**EXERCISE DATA:**
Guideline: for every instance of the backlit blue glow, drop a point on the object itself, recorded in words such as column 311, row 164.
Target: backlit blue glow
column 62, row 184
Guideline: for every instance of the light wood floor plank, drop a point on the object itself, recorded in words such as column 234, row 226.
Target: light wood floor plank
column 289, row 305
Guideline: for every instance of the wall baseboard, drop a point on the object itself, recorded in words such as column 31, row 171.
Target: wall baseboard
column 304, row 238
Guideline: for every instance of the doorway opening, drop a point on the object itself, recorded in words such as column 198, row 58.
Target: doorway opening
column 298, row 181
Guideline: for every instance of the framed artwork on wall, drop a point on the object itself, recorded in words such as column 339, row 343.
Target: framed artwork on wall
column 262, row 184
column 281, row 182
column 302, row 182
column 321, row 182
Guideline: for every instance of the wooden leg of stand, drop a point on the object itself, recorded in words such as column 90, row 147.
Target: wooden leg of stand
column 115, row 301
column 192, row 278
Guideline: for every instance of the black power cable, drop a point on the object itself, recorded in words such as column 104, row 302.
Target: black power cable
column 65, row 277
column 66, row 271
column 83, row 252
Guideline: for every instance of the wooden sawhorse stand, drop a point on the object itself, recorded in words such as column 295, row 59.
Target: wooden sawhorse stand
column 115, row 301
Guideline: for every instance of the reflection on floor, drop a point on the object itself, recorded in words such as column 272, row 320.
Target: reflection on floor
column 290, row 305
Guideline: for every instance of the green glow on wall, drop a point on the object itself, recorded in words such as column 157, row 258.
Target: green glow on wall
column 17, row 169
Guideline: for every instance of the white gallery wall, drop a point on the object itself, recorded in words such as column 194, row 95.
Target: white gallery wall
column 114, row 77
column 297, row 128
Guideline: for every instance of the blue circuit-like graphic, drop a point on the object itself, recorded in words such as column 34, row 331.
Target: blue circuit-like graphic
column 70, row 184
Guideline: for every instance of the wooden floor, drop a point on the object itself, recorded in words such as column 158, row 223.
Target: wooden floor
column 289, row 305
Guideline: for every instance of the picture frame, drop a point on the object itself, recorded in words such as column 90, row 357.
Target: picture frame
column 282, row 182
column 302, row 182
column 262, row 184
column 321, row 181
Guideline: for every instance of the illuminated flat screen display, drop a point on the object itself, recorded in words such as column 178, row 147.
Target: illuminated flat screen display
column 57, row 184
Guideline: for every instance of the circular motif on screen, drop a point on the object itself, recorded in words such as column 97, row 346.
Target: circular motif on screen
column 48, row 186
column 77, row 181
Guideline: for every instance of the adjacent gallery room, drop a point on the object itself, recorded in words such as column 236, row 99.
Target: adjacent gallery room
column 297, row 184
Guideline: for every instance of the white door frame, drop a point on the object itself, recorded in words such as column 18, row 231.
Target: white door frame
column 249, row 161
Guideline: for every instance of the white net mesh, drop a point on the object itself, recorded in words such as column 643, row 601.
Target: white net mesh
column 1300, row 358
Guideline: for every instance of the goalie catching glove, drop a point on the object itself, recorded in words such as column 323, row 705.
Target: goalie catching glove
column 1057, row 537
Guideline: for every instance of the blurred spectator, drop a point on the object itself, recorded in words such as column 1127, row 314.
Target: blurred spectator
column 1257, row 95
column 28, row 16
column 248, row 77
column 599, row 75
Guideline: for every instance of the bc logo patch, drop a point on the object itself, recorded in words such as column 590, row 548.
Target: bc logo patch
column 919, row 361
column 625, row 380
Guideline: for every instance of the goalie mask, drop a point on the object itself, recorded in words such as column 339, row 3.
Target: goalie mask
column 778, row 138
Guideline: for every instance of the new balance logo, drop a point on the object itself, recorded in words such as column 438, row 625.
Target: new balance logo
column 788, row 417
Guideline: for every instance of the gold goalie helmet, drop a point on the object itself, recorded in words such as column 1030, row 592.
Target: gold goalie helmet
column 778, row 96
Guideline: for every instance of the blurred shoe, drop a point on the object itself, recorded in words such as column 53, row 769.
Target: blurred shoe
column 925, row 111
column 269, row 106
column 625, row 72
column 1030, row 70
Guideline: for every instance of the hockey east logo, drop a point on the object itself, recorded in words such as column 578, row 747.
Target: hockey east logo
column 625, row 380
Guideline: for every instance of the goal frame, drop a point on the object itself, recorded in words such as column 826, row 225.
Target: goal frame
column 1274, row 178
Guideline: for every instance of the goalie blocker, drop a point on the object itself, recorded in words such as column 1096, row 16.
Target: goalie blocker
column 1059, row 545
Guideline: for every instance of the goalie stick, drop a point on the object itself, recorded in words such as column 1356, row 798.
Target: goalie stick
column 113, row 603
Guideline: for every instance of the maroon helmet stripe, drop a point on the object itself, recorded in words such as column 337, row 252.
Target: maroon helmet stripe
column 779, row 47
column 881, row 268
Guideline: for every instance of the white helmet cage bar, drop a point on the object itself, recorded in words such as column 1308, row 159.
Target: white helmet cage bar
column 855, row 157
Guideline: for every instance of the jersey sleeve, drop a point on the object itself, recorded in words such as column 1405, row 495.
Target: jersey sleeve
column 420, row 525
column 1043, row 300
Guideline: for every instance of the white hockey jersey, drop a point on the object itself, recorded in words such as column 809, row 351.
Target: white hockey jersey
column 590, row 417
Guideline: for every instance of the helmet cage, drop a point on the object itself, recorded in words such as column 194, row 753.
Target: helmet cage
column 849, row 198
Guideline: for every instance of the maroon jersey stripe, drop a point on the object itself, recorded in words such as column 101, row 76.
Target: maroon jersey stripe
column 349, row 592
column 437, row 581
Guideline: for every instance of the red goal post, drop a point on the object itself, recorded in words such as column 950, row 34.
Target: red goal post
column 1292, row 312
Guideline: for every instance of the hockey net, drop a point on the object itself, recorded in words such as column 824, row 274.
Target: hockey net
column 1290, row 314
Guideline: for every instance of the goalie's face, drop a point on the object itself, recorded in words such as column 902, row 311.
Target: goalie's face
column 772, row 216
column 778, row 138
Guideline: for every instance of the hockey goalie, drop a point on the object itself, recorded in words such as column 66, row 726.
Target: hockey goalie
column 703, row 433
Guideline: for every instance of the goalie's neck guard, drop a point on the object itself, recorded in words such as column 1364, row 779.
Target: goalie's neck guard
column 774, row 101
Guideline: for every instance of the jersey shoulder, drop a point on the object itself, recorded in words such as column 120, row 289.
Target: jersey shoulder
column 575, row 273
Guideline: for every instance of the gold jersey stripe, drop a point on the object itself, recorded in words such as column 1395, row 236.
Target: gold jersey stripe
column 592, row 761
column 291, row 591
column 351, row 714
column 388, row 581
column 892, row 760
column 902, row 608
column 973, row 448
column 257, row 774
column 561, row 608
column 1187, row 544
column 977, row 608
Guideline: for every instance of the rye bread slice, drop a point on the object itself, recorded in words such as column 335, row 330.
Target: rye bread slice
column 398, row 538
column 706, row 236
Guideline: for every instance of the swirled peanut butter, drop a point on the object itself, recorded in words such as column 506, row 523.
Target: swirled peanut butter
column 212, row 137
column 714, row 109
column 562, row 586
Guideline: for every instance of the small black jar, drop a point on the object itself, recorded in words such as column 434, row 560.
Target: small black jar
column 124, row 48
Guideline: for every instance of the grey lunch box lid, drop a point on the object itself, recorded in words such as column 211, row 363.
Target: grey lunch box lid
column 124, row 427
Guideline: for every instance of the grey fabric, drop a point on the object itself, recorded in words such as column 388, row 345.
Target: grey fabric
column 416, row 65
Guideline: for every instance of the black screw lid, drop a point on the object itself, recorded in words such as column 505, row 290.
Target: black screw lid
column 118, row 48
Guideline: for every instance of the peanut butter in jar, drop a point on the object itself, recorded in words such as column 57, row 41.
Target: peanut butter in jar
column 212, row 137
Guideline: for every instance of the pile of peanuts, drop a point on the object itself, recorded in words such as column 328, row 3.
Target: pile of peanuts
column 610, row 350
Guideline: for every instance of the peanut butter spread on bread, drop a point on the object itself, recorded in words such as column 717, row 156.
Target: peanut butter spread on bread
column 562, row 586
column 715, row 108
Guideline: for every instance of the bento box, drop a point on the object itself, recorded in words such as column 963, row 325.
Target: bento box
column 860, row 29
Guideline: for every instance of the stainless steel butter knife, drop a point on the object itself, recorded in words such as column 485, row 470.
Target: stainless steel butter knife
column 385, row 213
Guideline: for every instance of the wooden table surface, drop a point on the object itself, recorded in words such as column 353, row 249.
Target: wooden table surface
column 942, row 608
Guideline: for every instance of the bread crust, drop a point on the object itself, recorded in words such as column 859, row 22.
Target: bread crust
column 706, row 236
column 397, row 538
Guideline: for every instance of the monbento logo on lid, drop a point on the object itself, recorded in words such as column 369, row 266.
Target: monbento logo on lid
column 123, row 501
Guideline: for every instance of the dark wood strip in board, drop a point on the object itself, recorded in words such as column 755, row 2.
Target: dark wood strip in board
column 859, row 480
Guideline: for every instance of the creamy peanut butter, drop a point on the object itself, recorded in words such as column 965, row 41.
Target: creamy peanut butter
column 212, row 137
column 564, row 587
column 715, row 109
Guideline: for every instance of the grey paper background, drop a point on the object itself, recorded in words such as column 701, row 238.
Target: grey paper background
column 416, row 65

**WHAT THE EXERCISE ASKS:** The line containing "Guideline: for every instance of the bento" marks the start; retype it and each line after it through the end of the records above, exactly.

**RESULT OF THIS TASK:**
Guideline: for every instance of the bento box, drop a point on the object itself, recorded in words such as column 963, row 325.
Target: bento box
column 860, row 29
Guideline: for every instance of the stainless steel butter knife, drop a point on the object itself, recorded in words such as column 485, row 470.
Target: stainless steel butter knife
column 385, row 213
Guideline: for every instance of the wooden table surface, drop a point on the object itself, recorded in words such as column 353, row 249.
Target: wooden table surface
column 942, row 608
Guideline: for every instance of the bread crust, drop a point on the object itself, recorded in words such as column 859, row 22.
Target: bread crust
column 706, row 236
column 397, row 538
Guideline: for every instance of the monbento logo on lid, drop a point on the object itself, recorded in words such as column 369, row 266.
Target: monbento logo on lid
column 123, row 501
Guideline: for every instance of the dark wood strip in board, drop a point on the object itself, recorded in words such as column 755, row 2.
Target: dark wood strip in board
column 859, row 480
Guideline: for every instance of the creamy peanut butter, drop a point on the object itself, recorded in words such as column 965, row 41.
Target: creamy peanut butter
column 212, row 137
column 564, row 587
column 715, row 109
Guideline: for every instance of the grey paper background, drop a point on the object itself, recorded in words such as column 701, row 238.
Target: grey paper background
column 416, row 65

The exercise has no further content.